Alleged Plotters Face Trial
Three militiamen from Michigan face federal trial for a wide-ranging antigovernment conspiracy.
Three militia men face a federal trial in Michigan after being indicted for allegedly plotting to murder federal officials and judges; blow up federal buildings, power facilities, fuel depots, gas stations and a bridge; raid National Guard armories; and take over radio and television stations to broadcast revolutionary propaganda.
Prosecutors said Ken Carter, a 47-year-old self-described member of the neo-Nazi Aryan Nations, Bradford Metcalf, 46, and Randy Graham, 41, carried beepers so that they could be alerted by secret codes when and where to strike. Prosecutors say Metcalf had a videotape detailing how to made ricin, a deadly protein.

Activity list:
[A] From the article on the Michigan militia plot, output the part that opens with the words containing "Alleged Plotters Face" and closes with "a deadly protein.".
[B] In the article on the Michigan militia plot, why did the three men carry beepers, according to prosecutors?
[C] Take the article on the Michigan militia plot further, picking up after its last sentence.

Dataset records:
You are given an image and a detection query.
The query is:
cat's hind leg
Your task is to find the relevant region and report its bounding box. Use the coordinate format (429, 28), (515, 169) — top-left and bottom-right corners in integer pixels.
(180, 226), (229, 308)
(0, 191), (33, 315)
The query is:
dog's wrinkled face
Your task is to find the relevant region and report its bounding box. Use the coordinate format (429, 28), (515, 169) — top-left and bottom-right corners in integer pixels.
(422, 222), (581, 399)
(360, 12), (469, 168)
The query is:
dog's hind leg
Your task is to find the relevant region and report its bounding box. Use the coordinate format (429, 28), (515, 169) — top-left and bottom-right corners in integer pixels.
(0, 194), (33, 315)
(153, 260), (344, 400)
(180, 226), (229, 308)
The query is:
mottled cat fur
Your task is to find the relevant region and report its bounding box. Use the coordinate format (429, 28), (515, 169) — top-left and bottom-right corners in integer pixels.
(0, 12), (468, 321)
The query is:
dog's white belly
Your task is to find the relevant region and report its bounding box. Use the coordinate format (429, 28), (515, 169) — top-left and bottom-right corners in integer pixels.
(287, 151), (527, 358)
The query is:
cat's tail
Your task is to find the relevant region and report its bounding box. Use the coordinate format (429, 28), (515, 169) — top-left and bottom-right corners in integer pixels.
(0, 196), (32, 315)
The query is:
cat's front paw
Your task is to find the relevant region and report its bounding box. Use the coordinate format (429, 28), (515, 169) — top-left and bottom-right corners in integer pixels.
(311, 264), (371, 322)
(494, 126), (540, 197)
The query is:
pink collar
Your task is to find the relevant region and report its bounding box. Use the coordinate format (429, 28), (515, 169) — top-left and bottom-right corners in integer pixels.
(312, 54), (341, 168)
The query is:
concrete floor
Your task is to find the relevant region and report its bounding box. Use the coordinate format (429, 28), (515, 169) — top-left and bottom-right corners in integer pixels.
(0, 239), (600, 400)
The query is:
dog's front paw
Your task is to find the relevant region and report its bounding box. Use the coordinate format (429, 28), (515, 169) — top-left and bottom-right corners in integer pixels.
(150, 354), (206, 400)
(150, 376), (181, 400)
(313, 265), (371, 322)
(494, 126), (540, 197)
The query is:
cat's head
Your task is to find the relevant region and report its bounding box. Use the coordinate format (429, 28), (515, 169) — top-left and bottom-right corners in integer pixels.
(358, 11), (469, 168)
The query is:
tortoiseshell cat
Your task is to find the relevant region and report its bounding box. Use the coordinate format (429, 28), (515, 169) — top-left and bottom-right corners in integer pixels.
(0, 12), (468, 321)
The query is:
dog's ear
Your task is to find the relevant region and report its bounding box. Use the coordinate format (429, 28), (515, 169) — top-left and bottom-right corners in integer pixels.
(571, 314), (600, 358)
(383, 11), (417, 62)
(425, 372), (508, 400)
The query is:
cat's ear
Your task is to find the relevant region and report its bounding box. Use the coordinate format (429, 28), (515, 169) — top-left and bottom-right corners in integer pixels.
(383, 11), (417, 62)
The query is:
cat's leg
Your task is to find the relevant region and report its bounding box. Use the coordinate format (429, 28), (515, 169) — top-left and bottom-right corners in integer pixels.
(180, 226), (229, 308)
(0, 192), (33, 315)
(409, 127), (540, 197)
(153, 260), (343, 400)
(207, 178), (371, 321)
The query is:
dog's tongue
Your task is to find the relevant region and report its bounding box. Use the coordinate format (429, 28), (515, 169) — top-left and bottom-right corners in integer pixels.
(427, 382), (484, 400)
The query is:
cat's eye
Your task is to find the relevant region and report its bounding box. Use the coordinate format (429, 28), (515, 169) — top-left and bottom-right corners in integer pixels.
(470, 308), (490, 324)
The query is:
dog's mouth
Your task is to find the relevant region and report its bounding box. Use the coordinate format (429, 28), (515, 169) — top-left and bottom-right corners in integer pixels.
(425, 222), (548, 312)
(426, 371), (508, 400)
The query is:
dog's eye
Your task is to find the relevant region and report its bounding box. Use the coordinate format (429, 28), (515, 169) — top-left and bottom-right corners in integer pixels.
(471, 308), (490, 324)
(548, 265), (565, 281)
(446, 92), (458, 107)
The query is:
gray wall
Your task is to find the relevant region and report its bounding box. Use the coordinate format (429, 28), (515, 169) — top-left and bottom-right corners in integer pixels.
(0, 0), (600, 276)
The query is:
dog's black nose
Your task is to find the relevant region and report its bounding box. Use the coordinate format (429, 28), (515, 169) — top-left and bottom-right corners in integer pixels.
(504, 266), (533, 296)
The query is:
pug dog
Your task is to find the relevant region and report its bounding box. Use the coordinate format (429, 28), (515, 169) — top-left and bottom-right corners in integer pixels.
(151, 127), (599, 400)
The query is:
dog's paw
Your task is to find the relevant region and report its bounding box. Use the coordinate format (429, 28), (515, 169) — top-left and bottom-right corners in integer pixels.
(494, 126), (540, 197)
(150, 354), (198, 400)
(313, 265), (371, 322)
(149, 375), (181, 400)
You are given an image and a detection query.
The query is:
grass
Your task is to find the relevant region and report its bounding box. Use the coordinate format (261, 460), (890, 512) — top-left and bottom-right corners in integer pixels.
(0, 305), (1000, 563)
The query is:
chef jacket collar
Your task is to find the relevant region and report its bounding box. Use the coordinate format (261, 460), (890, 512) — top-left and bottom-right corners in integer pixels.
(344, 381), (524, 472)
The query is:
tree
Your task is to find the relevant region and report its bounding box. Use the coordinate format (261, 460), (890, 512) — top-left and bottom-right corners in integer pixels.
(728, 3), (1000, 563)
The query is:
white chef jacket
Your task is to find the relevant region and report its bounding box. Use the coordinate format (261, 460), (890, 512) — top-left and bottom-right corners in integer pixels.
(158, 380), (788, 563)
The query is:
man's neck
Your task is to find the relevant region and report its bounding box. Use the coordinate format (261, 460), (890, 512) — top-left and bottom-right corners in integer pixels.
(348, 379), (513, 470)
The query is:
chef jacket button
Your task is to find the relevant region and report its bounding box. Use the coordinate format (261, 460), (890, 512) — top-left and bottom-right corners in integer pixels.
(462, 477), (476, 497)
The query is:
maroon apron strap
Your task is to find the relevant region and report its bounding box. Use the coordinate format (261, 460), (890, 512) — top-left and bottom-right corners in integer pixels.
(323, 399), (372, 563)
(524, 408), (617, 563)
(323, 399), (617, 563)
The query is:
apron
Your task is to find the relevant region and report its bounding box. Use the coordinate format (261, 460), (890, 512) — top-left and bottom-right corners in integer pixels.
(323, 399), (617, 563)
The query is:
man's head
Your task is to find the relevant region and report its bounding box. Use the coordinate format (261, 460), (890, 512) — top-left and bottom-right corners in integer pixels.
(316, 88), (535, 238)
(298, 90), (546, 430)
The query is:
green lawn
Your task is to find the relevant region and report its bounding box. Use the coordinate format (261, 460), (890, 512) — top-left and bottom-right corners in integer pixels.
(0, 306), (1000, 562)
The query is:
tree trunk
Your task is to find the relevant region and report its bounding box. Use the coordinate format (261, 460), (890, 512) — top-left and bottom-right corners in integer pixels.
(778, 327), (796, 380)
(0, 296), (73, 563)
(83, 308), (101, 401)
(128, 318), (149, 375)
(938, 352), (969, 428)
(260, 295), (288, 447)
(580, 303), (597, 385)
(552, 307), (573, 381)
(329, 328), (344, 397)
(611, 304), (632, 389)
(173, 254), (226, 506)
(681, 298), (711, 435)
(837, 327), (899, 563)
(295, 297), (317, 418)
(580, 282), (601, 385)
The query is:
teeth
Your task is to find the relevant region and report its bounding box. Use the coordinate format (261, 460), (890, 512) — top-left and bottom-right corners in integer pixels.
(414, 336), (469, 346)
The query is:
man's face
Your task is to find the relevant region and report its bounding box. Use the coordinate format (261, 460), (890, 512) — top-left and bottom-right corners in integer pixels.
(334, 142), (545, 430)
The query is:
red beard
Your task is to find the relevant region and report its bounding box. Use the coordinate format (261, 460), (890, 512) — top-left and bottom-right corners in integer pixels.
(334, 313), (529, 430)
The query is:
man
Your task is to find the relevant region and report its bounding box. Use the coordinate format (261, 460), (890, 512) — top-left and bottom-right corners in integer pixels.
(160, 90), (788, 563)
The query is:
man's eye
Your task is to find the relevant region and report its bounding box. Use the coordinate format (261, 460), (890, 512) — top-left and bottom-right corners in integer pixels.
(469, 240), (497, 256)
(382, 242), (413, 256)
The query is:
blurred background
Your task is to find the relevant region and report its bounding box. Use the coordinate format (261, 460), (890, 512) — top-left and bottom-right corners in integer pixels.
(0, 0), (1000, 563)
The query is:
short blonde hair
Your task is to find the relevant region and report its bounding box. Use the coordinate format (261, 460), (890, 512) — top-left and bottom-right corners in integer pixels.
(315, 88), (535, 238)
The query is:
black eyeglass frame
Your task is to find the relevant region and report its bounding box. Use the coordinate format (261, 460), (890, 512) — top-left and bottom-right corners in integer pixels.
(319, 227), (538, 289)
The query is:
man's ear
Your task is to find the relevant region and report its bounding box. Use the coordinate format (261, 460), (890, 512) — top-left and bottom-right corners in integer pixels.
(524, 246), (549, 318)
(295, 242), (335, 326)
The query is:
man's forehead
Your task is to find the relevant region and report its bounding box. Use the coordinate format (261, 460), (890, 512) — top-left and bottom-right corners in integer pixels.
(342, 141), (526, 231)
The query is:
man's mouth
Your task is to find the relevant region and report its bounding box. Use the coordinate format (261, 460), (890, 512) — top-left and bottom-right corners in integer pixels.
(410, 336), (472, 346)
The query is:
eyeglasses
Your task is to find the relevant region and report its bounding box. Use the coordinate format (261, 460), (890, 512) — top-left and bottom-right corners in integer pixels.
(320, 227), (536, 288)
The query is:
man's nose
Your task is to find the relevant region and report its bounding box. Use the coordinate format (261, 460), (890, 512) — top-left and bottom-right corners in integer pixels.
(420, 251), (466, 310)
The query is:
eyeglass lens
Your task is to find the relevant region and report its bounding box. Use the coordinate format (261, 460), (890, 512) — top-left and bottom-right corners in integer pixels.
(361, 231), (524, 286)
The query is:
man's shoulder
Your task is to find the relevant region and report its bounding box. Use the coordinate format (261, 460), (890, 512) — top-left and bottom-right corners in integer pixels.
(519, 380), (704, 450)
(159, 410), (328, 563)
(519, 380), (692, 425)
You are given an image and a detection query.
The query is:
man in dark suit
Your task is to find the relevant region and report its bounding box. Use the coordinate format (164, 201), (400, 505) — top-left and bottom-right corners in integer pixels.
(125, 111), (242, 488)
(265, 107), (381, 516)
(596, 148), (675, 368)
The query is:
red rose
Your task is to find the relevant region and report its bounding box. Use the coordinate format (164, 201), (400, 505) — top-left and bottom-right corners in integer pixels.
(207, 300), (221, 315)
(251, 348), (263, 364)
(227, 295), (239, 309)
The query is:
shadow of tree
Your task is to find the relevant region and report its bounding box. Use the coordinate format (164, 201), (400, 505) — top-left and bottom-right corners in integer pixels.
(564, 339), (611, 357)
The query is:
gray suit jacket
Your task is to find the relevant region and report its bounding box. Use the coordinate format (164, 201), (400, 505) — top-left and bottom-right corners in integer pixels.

Answer section:
[A]
Alleged Plotters Face Trial
Three militiamen from Michigan face federal trial for a wide-ranging antigovernment conspiracy.
Three militia men face a federal trial in Michigan after being indicted for allegedly plotting to murder federal officials and judges; blow up federal buildings, power facilities, fuel depots, gas stations and a bridge; raid National Guard armories; and take over radio and television stations to broadcast revolutionary propaganda.
Prosecutors said Ken Carter, a 47-year-old self-described member of the neo-Nazi Aryan Nations, Bradford Metcalf, 46, and Randy Graham, 41, carried beepers so that they could be alerted by secret codes when and where to strike. Prosecutors say Metcalf had a videotape detailing how to made ricin, a deadly protein.

[B] So that they could be alerted by secret codes when and where to strike.

[C]
Carter, the leader, allegedly told an undercover agent that the group planned to create three or four days of chaos, "at which time the entire country would rise up against the government."
The men belonged to the North American Militia, a splinter group formed after leaders of the state's largest militia, the Michigan Militia Corps, booted them out for allegedly advocating violence. Graham and Carter also face drug charges.
Prosecutors say the group, like an increasing number of American terrorist cells, planned to sell narcotics and rob drug dealers to finance the white supremacist revolution they planned.